A block of data
-------------------------

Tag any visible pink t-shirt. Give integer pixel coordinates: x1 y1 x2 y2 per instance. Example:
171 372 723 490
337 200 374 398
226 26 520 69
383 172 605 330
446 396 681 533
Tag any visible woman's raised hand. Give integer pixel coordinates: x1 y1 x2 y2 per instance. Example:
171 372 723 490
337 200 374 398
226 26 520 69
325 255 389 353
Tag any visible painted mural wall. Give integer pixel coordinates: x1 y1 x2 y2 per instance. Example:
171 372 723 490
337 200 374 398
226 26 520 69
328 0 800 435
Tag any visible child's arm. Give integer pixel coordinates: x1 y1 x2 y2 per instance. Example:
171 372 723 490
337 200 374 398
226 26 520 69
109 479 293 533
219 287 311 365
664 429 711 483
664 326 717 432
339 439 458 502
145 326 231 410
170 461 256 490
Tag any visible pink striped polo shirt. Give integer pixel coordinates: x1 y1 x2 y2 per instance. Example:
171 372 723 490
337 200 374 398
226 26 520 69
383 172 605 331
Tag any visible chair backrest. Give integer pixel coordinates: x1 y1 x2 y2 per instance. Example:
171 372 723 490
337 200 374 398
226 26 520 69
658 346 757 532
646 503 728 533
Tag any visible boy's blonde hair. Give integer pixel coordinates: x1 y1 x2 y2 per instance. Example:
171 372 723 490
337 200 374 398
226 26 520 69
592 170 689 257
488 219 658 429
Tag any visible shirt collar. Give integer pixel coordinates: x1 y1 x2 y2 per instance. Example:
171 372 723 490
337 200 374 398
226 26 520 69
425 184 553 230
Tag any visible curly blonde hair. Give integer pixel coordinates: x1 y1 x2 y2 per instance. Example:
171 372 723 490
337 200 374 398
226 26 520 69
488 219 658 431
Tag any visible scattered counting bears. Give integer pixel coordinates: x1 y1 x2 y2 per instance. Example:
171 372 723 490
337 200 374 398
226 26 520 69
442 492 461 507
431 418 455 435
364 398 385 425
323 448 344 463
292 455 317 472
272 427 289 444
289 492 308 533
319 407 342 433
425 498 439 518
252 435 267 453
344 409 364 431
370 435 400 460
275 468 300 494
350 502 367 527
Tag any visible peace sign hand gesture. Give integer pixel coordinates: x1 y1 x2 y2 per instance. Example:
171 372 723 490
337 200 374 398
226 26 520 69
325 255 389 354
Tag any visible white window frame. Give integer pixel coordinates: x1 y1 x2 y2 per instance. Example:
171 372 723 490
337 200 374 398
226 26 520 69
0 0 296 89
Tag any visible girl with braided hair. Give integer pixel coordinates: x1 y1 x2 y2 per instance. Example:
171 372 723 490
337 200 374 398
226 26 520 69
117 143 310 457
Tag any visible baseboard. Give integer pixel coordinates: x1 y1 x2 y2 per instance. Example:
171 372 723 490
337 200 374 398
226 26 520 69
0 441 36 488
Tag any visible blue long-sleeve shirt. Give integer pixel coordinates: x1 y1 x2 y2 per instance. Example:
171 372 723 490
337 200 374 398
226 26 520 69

-------------------------

Put every line of the material above into a Markdown table with the columns Row and Line. Number the rows in order and leave out any blank lines.

**Response for this exercise**
| Row | Line |
|---|---|
| 1 | Tag any visible pink t-shirt. Give integer pixel coordinates: x1 y1 x2 y2 per instance. Example: |
| 2 | 171 372 723 490 |
| 3 | 337 200 374 398 |
| 4 | 226 26 520 69 |
| 5 | 383 172 605 330 |
| 6 | 446 396 681 533 |
| 7 | Tag any visible woman's raised hand. Give integer pixel coordinates: x1 y1 x2 y2 per instance. Example: |
| 8 | 171 372 723 490 |
| 9 | 337 200 374 398 |
| 10 | 226 26 520 69 |
| 11 | 325 255 389 353 |
| 12 | Tag any visible painted mural wall. Give integer pixel coordinates: x1 y1 x2 y2 per instance. Example: |
| 13 | 171 372 723 490 |
| 14 | 337 200 374 398 |
| 15 | 226 26 520 69 |
| 16 | 328 0 800 435 |
| 17 | Tag any visible child's arm. Give integer pixel coordinates: x1 y1 x2 y2 per instance. Example: |
| 18 | 171 372 723 490 |
| 19 | 337 200 374 398 |
| 20 | 226 26 520 69 |
| 21 | 109 479 293 533 |
| 22 | 219 287 311 365 |
| 23 | 664 429 711 483 |
| 24 | 664 326 717 432 |
| 25 | 339 439 458 502 |
| 26 | 145 326 231 410 |
| 27 | 170 461 256 490 |
| 28 | Tag any visible pink striped polo shirt. Give integer pixel coordinates: x1 y1 x2 y2 per instance. Example: |
| 29 | 171 372 723 490 |
| 30 | 337 200 374 398 |
| 31 | 226 26 520 69 |
| 32 | 383 172 605 331 |
| 33 | Tag any visible chair backrest. Give integer pixel coordinates: x1 y1 x2 y2 per instance. Example: |
| 34 | 171 372 723 490 |
| 35 | 337 200 374 398 |
| 36 | 226 26 520 69 |
| 37 | 658 346 757 532 |
| 38 | 646 503 728 533 |
| 39 | Tag any visible boy's blonde hair. Give integer pixel coordinates: x1 y1 x2 y2 per instance. Example: |
| 40 | 171 372 723 490 |
| 41 | 337 200 374 398 |
| 42 | 226 26 520 69 |
| 43 | 592 170 689 257 |
| 44 | 488 219 658 429 |
| 45 | Tag any visible shirt collar. Give integer pixel coordinates: x1 y1 x2 y2 per instance. Example: |
| 46 | 171 372 723 490 |
| 47 | 337 200 374 398 |
| 48 | 226 26 520 69 |
| 49 | 425 184 553 230 |
| 50 | Tag any visible curly blonde hair. Give integer pixel coordinates: x1 y1 x2 y2 per instance. Example: |
| 51 | 171 372 723 490 |
| 52 | 337 200 374 398 |
| 53 | 226 26 520 69 |
| 54 | 488 219 658 431 |
| 55 | Tag any visible scattered counting bears. Give integer pixel coordinates: x1 y1 x2 y2 per instance. Example: |
| 56 | 171 372 723 490 |
| 57 | 337 200 374 398 |
| 58 | 226 26 520 69 |
| 59 | 442 492 461 507 |
| 60 | 431 418 455 435 |
| 61 | 364 398 385 425 |
| 62 | 323 448 344 463 |
| 63 | 292 455 317 472 |
| 64 | 272 427 289 444 |
| 65 | 289 492 308 533 |
| 66 | 319 407 342 433 |
| 67 | 425 498 439 518 |
| 68 | 252 435 267 453 |
| 69 | 344 409 364 431 |
| 70 | 370 435 400 460 |
| 71 | 275 468 300 494 |
| 72 | 350 502 367 527 |
| 73 | Tag any visible peace sign hand gesture. Give integer pixel coordinates: x1 y1 x2 y2 per instance. Example: |
| 74 | 171 372 723 490 |
| 75 | 337 200 374 398 |
| 76 | 226 26 520 69 |
| 77 | 325 255 389 354 |
| 78 | Tag any visible white window frame. Give integer pixel coordinates: x1 y1 x2 y2 per instance. Example: |
| 79 | 171 372 723 490 |
| 80 | 337 200 374 398 |
| 81 | 226 26 520 69 |
| 82 | 0 0 296 89 |
| 83 | Tag any visible girl with braided hair. Give integer pixel coordinates: x1 y1 x2 y2 per instance. Example: |
| 84 | 171 372 723 490 |
| 85 | 337 200 374 398 |
| 86 | 226 26 520 69 |
| 87 | 117 143 310 457 |
| 88 | Tag any visible baseboard. Give integer pixel coordinates: x1 y1 x2 y2 per instance. Example: |
| 89 | 171 372 723 490 |
| 90 | 337 200 374 398 |
| 91 | 226 26 520 69 |
| 92 | 0 441 36 488 |
| 93 | Tag any visible blue long-sleeve shirt. Give integer pixel coordinates: x1 y1 x2 y2 per instance. Example: |
| 94 | 171 372 723 490 |
| 95 | 337 200 374 398 |
| 96 | 226 26 520 69 |